*What this task involves*
Put the material's lines into a numbered list, from the line containing "</instance>" through the end of the material, both ends included. Leave out blank lines.

##########

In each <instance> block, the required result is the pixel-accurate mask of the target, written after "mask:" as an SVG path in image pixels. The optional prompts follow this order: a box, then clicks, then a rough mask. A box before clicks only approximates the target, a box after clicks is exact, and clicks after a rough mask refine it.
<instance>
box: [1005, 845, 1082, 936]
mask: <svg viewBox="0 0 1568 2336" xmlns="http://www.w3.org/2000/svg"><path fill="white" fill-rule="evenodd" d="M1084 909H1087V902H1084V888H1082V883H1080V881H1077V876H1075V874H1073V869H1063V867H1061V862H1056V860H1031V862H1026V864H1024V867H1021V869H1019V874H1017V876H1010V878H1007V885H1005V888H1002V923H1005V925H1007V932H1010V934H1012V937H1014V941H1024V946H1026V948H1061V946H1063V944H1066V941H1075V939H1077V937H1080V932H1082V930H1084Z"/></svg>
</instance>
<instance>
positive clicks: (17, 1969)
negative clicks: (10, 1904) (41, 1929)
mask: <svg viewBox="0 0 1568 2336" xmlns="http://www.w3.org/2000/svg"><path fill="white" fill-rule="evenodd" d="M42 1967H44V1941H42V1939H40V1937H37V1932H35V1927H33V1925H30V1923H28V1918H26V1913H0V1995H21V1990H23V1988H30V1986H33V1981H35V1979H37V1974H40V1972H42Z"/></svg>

##########

*Result of this exercise*
1. </instance>
2. <instance>
3. positive clicks: (17, 1969)
4. negative clicks: (10, 1904) (41, 1929)
5. mask: <svg viewBox="0 0 1568 2336" xmlns="http://www.w3.org/2000/svg"><path fill="white" fill-rule="evenodd" d="M42 1967H44V1941H42V1939H40V1937H37V1932H35V1927H33V1925H30V1923H28V1918H26V1913H0V1995H21V1990H23V1988H30V1986H33V1981H35V1979H37V1974H40V1972H42Z"/></svg>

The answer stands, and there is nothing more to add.